▸ **AIM OF THE TASK**
What lines below contain the string "instance"? List them all.

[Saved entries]

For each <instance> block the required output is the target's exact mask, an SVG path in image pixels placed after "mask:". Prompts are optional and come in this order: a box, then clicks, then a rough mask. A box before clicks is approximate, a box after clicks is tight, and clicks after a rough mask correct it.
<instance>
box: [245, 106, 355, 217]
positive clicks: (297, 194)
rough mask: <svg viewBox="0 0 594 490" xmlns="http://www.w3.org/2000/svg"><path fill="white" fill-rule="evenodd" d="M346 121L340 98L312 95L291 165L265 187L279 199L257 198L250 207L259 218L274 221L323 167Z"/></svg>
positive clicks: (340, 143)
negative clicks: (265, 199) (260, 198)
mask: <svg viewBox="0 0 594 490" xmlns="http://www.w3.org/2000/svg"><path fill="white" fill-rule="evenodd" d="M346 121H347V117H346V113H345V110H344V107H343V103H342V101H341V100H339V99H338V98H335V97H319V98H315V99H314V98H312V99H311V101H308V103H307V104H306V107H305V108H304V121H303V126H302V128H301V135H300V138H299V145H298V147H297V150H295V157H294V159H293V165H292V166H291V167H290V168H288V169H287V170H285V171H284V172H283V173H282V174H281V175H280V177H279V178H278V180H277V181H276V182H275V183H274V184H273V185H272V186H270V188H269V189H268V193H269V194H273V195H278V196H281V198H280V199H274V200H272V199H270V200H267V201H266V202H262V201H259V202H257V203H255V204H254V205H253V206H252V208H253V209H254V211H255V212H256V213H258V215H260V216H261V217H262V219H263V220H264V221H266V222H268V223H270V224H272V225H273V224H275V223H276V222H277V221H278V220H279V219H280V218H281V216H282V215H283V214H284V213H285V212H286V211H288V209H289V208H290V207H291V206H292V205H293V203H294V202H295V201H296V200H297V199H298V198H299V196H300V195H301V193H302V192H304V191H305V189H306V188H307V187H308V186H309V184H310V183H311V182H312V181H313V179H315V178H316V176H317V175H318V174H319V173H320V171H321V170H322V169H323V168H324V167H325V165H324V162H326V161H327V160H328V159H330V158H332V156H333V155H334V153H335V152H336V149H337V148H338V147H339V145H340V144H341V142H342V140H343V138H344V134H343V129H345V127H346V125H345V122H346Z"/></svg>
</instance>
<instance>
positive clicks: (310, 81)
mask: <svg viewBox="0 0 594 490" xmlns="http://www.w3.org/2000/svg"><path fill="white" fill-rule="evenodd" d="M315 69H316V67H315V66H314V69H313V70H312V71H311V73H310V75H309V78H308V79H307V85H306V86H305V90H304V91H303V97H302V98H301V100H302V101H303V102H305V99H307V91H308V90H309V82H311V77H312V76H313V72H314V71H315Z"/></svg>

▸ **RESPONSE**
For each <instance> block the required output is the target's exact mask, an SVG path in image pixels placed after "mask:". Prompts are optional and come in this order: a box, then clicks, then a rough mask. A box before clicks is approximate, a box after clicks is tight, and clicks after a rough mask correct it.
<instance>
</instance>
<instance>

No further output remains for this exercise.